═══ Records for processing ═══

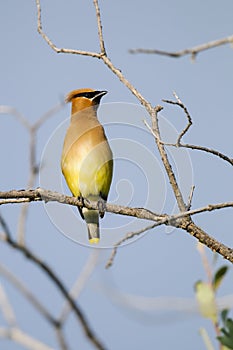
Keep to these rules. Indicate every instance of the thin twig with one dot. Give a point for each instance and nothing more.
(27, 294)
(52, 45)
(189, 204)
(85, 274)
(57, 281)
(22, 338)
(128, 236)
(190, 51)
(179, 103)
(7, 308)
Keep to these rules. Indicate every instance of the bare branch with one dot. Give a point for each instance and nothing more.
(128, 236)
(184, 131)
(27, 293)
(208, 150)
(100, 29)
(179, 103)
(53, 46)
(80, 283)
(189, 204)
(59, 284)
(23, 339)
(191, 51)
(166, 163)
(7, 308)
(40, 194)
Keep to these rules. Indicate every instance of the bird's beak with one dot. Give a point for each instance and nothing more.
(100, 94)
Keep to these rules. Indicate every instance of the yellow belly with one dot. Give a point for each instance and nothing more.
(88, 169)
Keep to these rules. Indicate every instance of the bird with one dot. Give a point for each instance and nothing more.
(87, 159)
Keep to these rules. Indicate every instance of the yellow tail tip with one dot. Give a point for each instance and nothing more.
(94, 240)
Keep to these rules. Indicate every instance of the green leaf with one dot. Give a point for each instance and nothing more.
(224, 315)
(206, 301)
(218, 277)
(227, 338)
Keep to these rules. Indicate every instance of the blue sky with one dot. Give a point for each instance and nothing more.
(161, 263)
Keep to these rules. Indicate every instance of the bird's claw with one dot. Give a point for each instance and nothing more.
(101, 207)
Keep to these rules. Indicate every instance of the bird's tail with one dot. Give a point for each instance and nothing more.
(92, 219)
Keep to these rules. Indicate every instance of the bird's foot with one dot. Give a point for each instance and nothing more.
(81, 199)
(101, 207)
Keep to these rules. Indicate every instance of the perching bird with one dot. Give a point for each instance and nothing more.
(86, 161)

═══

The task
Give all the lines above again, character for character, without pictures.

Result of the task
Keep to these rules. Indicate every instance of the thin twig with one dot. Give a point for each instance and nothing more.
(27, 294)
(52, 45)
(189, 204)
(85, 274)
(57, 281)
(22, 338)
(128, 236)
(190, 51)
(179, 103)
(7, 308)
Keep to these rules. Indicate every instance of the bare branch with one dot. Give a point for each instance and nothing more.
(128, 236)
(184, 131)
(27, 293)
(208, 150)
(100, 29)
(179, 103)
(53, 46)
(80, 283)
(189, 204)
(59, 284)
(23, 339)
(191, 51)
(166, 163)
(7, 308)
(40, 194)
Keep to these rules. Indicate every instance of the bird's beak with one dot. Give a point for each instance and nothing more.
(100, 94)
Keep to these rules. Indicate every instance of the yellow belly with one dot. Give a point for each instance and nothing more.
(88, 169)
Keep to these rules. Indicate every instance of the bird with one dot. Give a point for each instance and nothing more.
(87, 159)
Keep to these rules. Indicate every instance of the yellow tail tip with one dot. Give a point for each instance and nothing more.
(94, 240)
Keep to these rules. Indicate every instance of the green leaf with one dot. Give a point for each instance and nothing more.
(224, 315)
(206, 301)
(218, 277)
(227, 338)
Keep to these rules. Indicate every instance of the blue sky with one dot. Give a point for each instance and nothing more.
(161, 263)
Keep to these rules. Indicate every instance of the bird's claw with one dot. Give a point for each instance and nothing more.
(101, 207)
Keep to these rules. Indicate every instance of the bird's tail with one dot. Give a point for each instance and nothing more.
(92, 219)
Keep to these rules. Indicate every instance of the bird's foot with one dot. Give a point for each instance and nothing more.
(81, 199)
(101, 207)
Keep to these rules. Indicate every instance of the perching bird with one dot. Give a point for each instance and nothing more.
(86, 161)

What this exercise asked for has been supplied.